Exercise: When you reproduce the entries below, keep each one exact and drop any pictures.

- - - - - - -

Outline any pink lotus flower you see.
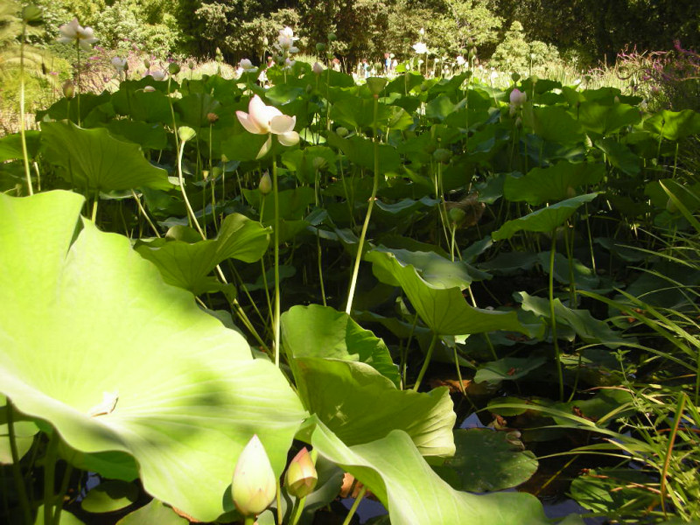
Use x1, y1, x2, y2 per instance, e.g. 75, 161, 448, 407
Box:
236, 95, 299, 158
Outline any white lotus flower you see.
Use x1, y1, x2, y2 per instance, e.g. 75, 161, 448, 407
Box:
239, 58, 257, 72
312, 62, 324, 74
236, 95, 300, 158
57, 18, 97, 51
149, 69, 167, 81
456, 55, 465, 66
111, 56, 127, 73
413, 42, 428, 54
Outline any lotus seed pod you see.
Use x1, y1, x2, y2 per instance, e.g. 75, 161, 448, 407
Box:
448, 207, 466, 225
259, 172, 272, 195
178, 126, 196, 142
336, 126, 349, 138
285, 448, 318, 498
168, 62, 181, 75
207, 112, 219, 124
22, 4, 42, 23
327, 33, 337, 42
433, 148, 453, 163
316, 42, 326, 53
231, 435, 277, 517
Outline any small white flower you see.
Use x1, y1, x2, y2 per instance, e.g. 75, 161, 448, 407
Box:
57, 18, 97, 51
413, 42, 428, 54
456, 55, 465, 66
143, 86, 156, 92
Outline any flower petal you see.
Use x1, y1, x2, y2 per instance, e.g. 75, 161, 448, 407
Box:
270, 115, 295, 135
278, 131, 299, 147
256, 135, 272, 159
236, 111, 263, 134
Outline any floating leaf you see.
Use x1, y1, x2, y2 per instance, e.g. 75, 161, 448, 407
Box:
0, 191, 306, 522
435, 429, 538, 492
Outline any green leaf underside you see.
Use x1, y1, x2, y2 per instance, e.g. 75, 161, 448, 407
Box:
0, 191, 306, 522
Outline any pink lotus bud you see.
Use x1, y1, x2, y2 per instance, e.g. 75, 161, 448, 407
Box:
285, 448, 318, 498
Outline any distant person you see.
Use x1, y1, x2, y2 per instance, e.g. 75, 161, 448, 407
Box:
384, 53, 391, 74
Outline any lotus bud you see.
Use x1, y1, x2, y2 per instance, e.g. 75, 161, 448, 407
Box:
211, 166, 223, 178
336, 126, 349, 138
312, 61, 324, 75
312, 157, 327, 170
168, 62, 181, 75
143, 85, 156, 92
144, 58, 151, 69
263, 36, 269, 46
509, 88, 527, 108
259, 172, 272, 195
327, 32, 337, 42
62, 79, 75, 98
239, 58, 256, 71
614, 95, 620, 104
207, 112, 219, 124
316, 43, 326, 53
22, 4, 43, 23
178, 126, 196, 142
231, 435, 277, 517
285, 448, 318, 499
433, 148, 452, 163
366, 77, 387, 96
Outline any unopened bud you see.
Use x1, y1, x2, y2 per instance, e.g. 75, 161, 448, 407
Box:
259, 172, 272, 194
316, 43, 326, 53
168, 62, 181, 75
312, 61, 324, 75
62, 79, 75, 99
285, 448, 318, 499
336, 126, 349, 138
327, 33, 337, 42
231, 435, 277, 517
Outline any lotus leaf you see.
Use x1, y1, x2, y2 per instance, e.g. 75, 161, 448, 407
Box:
0, 191, 306, 522
41, 121, 172, 192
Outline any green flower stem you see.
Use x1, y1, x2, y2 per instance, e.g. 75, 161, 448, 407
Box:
6, 400, 32, 525
52, 462, 74, 525
549, 235, 564, 401
130, 190, 161, 238
75, 41, 81, 126
43, 431, 59, 525
660, 393, 686, 517
276, 478, 283, 525
19, 21, 33, 196
177, 139, 206, 239
273, 156, 281, 367
342, 485, 368, 525
317, 230, 327, 307
413, 331, 439, 392
289, 495, 307, 525
345, 95, 380, 315
91, 191, 99, 223
244, 517, 255, 525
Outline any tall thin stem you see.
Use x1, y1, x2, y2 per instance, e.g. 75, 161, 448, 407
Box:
6, 401, 32, 525
43, 432, 59, 525
273, 156, 281, 367
413, 332, 439, 392
346, 94, 380, 314
342, 485, 368, 525
19, 21, 33, 195
549, 234, 564, 401
177, 139, 206, 239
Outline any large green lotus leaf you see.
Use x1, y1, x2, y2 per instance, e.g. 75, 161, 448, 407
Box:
522, 105, 585, 144
575, 102, 641, 135
366, 249, 526, 336
111, 88, 172, 123
434, 429, 538, 492
370, 246, 472, 290
0, 131, 41, 162
136, 213, 270, 294
41, 121, 172, 192
116, 499, 187, 525
326, 132, 401, 173
306, 421, 549, 525
475, 356, 548, 383
595, 138, 641, 175
0, 191, 306, 522
491, 193, 598, 241
643, 109, 700, 141
290, 357, 455, 457
107, 120, 168, 151
282, 305, 400, 387
504, 162, 605, 205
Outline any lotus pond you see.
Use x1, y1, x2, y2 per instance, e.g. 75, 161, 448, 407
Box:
2, 57, 700, 525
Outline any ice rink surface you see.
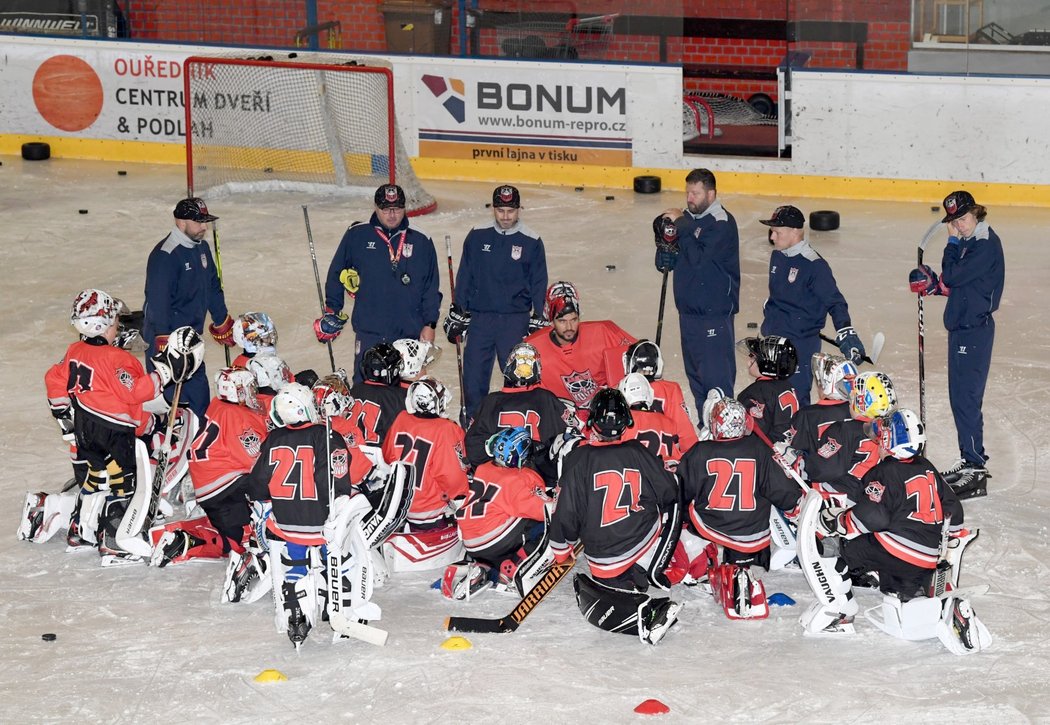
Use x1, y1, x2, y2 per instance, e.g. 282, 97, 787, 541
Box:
3, 156, 1050, 723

- - - - - - -

Exercise output:
Outline any pink lotus flower you see.
Use x1, y1, x2, y2 per instance, e.g. 75, 161, 448, 407
Box:
236, 95, 299, 158
Outline any white lotus flower you see.
Use x1, y1, x2, y2 per instance, e.g. 75, 161, 448, 407
Box:
239, 58, 257, 72
312, 62, 324, 74
236, 95, 300, 158
57, 18, 97, 51
149, 69, 167, 81
456, 55, 465, 66
111, 56, 127, 73
413, 42, 428, 54
Outline any lotus seed pod you see.
Use x1, y1, x2, y2 per instance, e.g. 75, 161, 448, 407
Box:
448, 207, 466, 225
259, 172, 272, 195
178, 126, 196, 142
336, 126, 349, 138
285, 448, 318, 498
168, 62, 181, 75
207, 112, 219, 124
22, 4, 42, 23
327, 33, 337, 42
433, 148, 453, 163
316, 42, 326, 53
231, 435, 277, 517
Outline any small white flower you see.
Use x1, y1, x2, y2 per instance, e.g. 75, 161, 448, 407
Box:
57, 18, 97, 51
413, 42, 428, 54
456, 55, 465, 66
143, 86, 156, 92
Outline any flower petal you see.
Use x1, y1, x2, y2 per instance, e.g. 75, 161, 448, 407
Box:
270, 115, 295, 135
278, 131, 299, 147
256, 135, 272, 159
236, 111, 263, 134
Outline any floating leaf you see.
Use x1, y1, x2, y2 per instance, e.g. 75, 161, 448, 407
Box:
0, 191, 306, 522
435, 429, 538, 492
Outline any green leaf underside you see.
Use x1, y1, x2, y2 per instance, e.g. 75, 161, 448, 407
Box:
0, 191, 306, 522
Outline any pink lotus bud you see.
Use x1, y1, x2, y2 per instance, e.g. 75, 161, 448, 407
Box:
285, 448, 318, 498
Outline any distant person you see.
Use x1, y1, x2, y2 per instance, e.g. 75, 161, 448, 407
Box:
384, 53, 391, 74
Outline any lotus bud you see.
Use x1, y1, x2, y2 per instance, e.g. 75, 161, 448, 407
Box:
211, 166, 223, 178
336, 126, 349, 138
312, 61, 324, 75
312, 157, 327, 170
168, 62, 181, 75
143, 85, 156, 92
144, 58, 151, 69
263, 36, 269, 46
509, 88, 527, 108
259, 172, 272, 195
327, 32, 337, 42
62, 79, 75, 98
239, 58, 256, 71
614, 95, 620, 104
207, 112, 219, 124
316, 43, 326, 53
22, 4, 43, 23
178, 126, 196, 142
231, 435, 277, 517
285, 448, 318, 499
433, 148, 452, 163
366, 77, 387, 96
Outline any unopened bud you see.
Use x1, y1, x2, y2 per instance, e.g. 75, 161, 448, 407
Box:
259, 172, 272, 194
316, 43, 326, 53
168, 62, 181, 75
312, 61, 324, 75
62, 79, 75, 99
285, 448, 318, 499
336, 126, 349, 138
327, 33, 337, 42
231, 435, 277, 517
Outline any lotus leaf you see.
Use x1, y1, x2, y2 per instance, e.g. 75, 161, 448, 407
Box:
0, 191, 306, 522
41, 121, 172, 192
Outline any green flower stem you see.
Use x1, y1, x2, y2 per instance, e.g. 75, 161, 448, 407
Box:
6, 400, 32, 525
52, 462, 74, 525
549, 235, 564, 401
130, 190, 161, 238
75, 41, 81, 126
43, 431, 59, 525
660, 393, 686, 517
276, 478, 283, 525
19, 21, 33, 196
177, 139, 206, 239
273, 156, 281, 367
342, 485, 368, 525
317, 230, 327, 307
413, 331, 439, 392
289, 495, 307, 525
345, 95, 380, 315
91, 191, 99, 223
244, 517, 255, 525
Outline any tall thin stem you see.
Use x1, y1, x2, y2 per instance, e.g. 75, 161, 448, 407
Box:
6, 401, 32, 525
43, 432, 59, 525
273, 156, 281, 367
413, 332, 439, 392
346, 94, 380, 314
342, 485, 368, 525
19, 21, 33, 195
549, 234, 564, 401
177, 139, 206, 239
Outline any large green lotus leaf you see.
Use x1, y1, x2, y2 per instance, e.g. 75, 161, 448, 407
Box:
522, 105, 585, 144
575, 102, 641, 135
366, 249, 526, 336
111, 88, 172, 123
434, 429, 538, 492
370, 246, 472, 290
0, 131, 41, 162
136, 213, 270, 294
41, 121, 172, 192
116, 499, 187, 525
326, 132, 401, 173
306, 421, 549, 525
475, 356, 548, 383
595, 138, 641, 175
0, 191, 306, 522
491, 193, 598, 241
643, 109, 700, 141
290, 357, 455, 457
107, 120, 168, 151
282, 305, 400, 387
504, 162, 605, 205
Outline any lotus pond you see.
Use x1, y1, x2, y2 per instance, e.g. 75, 161, 448, 407
Box:
2, 57, 700, 525
Outline any ice rink surface you see.
Use x1, y1, x2, y2 per instance, e.g. 282, 97, 787, 541
Box:
3, 156, 1050, 723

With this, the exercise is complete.